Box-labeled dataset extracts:
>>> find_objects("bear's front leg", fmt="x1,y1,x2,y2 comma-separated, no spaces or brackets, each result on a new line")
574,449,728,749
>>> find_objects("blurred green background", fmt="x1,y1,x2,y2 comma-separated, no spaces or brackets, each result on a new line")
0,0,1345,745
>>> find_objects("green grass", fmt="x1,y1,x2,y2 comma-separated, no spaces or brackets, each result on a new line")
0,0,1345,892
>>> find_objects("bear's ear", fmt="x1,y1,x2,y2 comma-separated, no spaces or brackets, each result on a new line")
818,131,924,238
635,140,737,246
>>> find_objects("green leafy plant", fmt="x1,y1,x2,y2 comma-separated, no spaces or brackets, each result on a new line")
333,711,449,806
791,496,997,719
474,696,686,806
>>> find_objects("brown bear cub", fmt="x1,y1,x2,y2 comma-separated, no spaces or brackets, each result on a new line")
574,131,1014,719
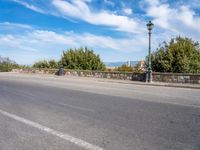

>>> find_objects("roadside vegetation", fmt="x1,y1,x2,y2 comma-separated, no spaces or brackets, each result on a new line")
0,56,26,72
0,36,200,73
151,36,200,73
33,47,105,70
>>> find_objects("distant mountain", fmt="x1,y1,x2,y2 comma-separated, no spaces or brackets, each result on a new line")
104,61,139,67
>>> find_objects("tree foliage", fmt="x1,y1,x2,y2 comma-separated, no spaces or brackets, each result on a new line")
60,47,105,70
115,65,133,72
0,57,20,72
33,59,59,69
151,36,200,73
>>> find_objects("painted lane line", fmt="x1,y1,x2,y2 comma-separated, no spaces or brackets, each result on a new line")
0,109,104,150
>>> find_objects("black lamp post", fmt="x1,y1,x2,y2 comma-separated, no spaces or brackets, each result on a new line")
146,21,154,82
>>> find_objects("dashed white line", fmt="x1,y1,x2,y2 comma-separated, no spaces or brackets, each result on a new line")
0,109,104,150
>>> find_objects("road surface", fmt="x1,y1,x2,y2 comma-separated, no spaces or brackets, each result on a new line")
0,73,200,150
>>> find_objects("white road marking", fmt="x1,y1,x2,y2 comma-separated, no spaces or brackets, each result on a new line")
0,109,104,150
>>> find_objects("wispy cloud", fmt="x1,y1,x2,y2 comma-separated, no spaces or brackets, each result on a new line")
122,8,133,15
145,0,200,40
52,0,141,33
0,22,33,29
12,0,45,13
0,23,147,64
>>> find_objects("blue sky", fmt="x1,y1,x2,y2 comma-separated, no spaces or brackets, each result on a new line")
0,0,200,64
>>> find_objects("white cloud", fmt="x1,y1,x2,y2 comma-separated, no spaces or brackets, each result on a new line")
123,8,133,15
52,0,141,33
0,22,33,30
12,0,44,13
104,0,115,7
145,0,200,40
0,23,147,64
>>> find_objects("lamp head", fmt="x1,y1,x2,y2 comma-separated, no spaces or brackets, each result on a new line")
147,21,154,31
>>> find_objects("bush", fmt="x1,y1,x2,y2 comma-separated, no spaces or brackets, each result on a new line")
60,47,105,70
151,37,200,73
33,59,59,69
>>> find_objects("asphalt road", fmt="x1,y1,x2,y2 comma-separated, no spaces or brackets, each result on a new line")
0,73,200,150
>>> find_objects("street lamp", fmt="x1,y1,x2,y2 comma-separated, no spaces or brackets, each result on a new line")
146,21,154,82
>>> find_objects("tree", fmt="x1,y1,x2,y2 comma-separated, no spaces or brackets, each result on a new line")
151,36,200,73
60,47,105,70
0,56,20,72
116,65,133,72
33,59,59,69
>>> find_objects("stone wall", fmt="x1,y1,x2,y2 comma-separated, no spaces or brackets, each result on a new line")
12,69,145,81
153,73,200,84
12,69,200,84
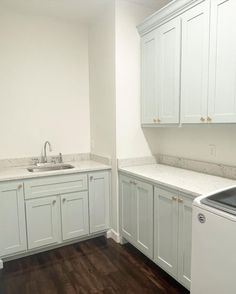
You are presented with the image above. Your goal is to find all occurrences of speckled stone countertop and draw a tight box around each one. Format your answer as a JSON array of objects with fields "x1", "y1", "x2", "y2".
[
  {"x1": 0, "y1": 160, "x2": 111, "y2": 182},
  {"x1": 119, "y1": 164, "x2": 236, "y2": 196}
]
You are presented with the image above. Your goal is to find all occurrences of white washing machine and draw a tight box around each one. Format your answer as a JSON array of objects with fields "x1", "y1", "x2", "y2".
[{"x1": 191, "y1": 186, "x2": 236, "y2": 294}]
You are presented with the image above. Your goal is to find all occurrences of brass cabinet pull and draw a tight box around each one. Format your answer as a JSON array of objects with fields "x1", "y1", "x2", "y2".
[{"x1": 129, "y1": 180, "x2": 137, "y2": 185}]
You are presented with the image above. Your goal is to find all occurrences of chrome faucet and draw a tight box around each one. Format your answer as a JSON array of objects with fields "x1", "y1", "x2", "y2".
[{"x1": 43, "y1": 141, "x2": 52, "y2": 163}]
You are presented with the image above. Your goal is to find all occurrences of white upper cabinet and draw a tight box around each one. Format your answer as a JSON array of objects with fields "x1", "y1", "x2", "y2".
[
  {"x1": 141, "y1": 32, "x2": 157, "y2": 124},
  {"x1": 181, "y1": 1, "x2": 209, "y2": 123},
  {"x1": 156, "y1": 18, "x2": 180, "y2": 124},
  {"x1": 138, "y1": 0, "x2": 236, "y2": 126},
  {"x1": 208, "y1": 0, "x2": 236, "y2": 123},
  {"x1": 141, "y1": 18, "x2": 180, "y2": 125}
]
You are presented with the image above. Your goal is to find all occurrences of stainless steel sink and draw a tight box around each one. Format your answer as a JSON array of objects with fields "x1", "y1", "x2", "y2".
[{"x1": 27, "y1": 163, "x2": 74, "y2": 173}]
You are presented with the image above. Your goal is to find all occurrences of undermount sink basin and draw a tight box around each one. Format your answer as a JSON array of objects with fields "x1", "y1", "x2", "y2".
[{"x1": 27, "y1": 163, "x2": 74, "y2": 173}]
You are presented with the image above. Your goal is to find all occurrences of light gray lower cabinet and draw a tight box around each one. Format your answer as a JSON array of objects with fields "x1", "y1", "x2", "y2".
[
  {"x1": 119, "y1": 174, "x2": 193, "y2": 289},
  {"x1": 25, "y1": 171, "x2": 110, "y2": 249},
  {"x1": 120, "y1": 175, "x2": 153, "y2": 258},
  {"x1": 178, "y1": 194, "x2": 193, "y2": 289},
  {"x1": 154, "y1": 187, "x2": 193, "y2": 289},
  {"x1": 26, "y1": 196, "x2": 60, "y2": 249},
  {"x1": 0, "y1": 181, "x2": 27, "y2": 257},
  {"x1": 60, "y1": 191, "x2": 89, "y2": 241},
  {"x1": 88, "y1": 172, "x2": 110, "y2": 233},
  {"x1": 154, "y1": 187, "x2": 178, "y2": 278}
]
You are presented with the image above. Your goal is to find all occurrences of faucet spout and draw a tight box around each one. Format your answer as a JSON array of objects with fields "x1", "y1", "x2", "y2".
[{"x1": 43, "y1": 141, "x2": 52, "y2": 163}]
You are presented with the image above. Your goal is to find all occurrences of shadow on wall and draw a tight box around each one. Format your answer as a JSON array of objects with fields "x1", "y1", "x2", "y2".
[{"x1": 143, "y1": 124, "x2": 236, "y2": 165}]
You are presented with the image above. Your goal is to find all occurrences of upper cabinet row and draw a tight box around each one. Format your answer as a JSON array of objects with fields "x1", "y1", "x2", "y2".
[{"x1": 140, "y1": 0, "x2": 236, "y2": 125}]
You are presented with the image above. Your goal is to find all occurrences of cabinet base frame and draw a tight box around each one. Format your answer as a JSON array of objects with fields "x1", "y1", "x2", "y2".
[{"x1": 0, "y1": 230, "x2": 107, "y2": 264}]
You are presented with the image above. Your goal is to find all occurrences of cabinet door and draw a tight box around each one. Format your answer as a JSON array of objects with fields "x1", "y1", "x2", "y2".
[
  {"x1": 156, "y1": 18, "x2": 181, "y2": 124},
  {"x1": 61, "y1": 191, "x2": 89, "y2": 241},
  {"x1": 89, "y1": 172, "x2": 110, "y2": 233},
  {"x1": 134, "y1": 181, "x2": 153, "y2": 259},
  {"x1": 208, "y1": 0, "x2": 236, "y2": 123},
  {"x1": 154, "y1": 188, "x2": 178, "y2": 278},
  {"x1": 178, "y1": 195, "x2": 193, "y2": 289},
  {"x1": 26, "y1": 196, "x2": 60, "y2": 249},
  {"x1": 120, "y1": 176, "x2": 137, "y2": 244},
  {"x1": 181, "y1": 1, "x2": 209, "y2": 123},
  {"x1": 0, "y1": 182, "x2": 27, "y2": 256},
  {"x1": 141, "y1": 31, "x2": 158, "y2": 124}
]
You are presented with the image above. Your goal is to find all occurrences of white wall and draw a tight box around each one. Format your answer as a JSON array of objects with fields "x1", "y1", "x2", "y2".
[
  {"x1": 116, "y1": 0, "x2": 167, "y2": 158},
  {"x1": 0, "y1": 10, "x2": 90, "y2": 158},
  {"x1": 89, "y1": 1, "x2": 118, "y2": 232}
]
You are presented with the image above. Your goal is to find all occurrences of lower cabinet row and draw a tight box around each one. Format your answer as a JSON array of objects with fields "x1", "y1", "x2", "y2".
[
  {"x1": 0, "y1": 172, "x2": 110, "y2": 258},
  {"x1": 120, "y1": 174, "x2": 193, "y2": 289}
]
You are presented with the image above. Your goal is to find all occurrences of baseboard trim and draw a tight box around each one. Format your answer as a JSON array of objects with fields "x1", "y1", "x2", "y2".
[{"x1": 107, "y1": 229, "x2": 120, "y2": 243}]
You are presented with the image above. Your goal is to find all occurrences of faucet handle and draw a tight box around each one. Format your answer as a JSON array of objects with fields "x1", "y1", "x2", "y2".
[
  {"x1": 59, "y1": 152, "x2": 63, "y2": 163},
  {"x1": 32, "y1": 157, "x2": 39, "y2": 165}
]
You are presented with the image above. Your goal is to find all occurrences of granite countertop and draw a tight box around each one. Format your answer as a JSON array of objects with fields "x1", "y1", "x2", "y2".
[
  {"x1": 0, "y1": 160, "x2": 111, "y2": 182},
  {"x1": 119, "y1": 164, "x2": 236, "y2": 196}
]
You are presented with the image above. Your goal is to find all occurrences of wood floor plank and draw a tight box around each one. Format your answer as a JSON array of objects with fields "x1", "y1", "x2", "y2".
[{"x1": 0, "y1": 237, "x2": 189, "y2": 294}]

### Required work
Can you repeat the items from the very first one through the line containing "33,47,105,70", both ends included, with "green" switched to "emerald" and nothing else changed, leaving the pictures out?

### Reply
>>> find_objects("bear's front leg", fmt="x1,y1,x2,y2 comma-separated, no spaces or brackets, each result on a new line")
574,449,728,749
>>> find_objects("blurred emerald background", fmt="x1,y1,x2,y2 comma-separated, no spaces or brackets, each result on a new line")
0,0,1345,745
>>> find_objects("emerald grass", fmt="x1,y1,x2,y2 comma-separated, no spaces or brackets, each result on a new line")
0,0,1345,892
>>> find_objects("bear's ear", fmt="x1,y1,x2,y2 comma-separated, no spaces or brackets, each result on a new line")
818,131,924,238
635,140,737,246
>>> find_objects("emerald leafy plant", fmt="x1,y1,x2,y2 comma-separated, no spaces or brackets, each result on a new line")
333,711,449,806
791,496,997,719
474,696,686,806
>>> find_objects("brown bear cub", fmt="x1,y1,x2,y2 comma-separated, no spaces or brackets, each result on a new line")
574,131,1014,719

>>> find_objects("roadside vegetation", fmt="x1,y1,x2,y2 comma-separated, no spaces or brackets, each result on a new line")
0,56,26,72
0,36,200,73
151,36,200,73
33,47,105,70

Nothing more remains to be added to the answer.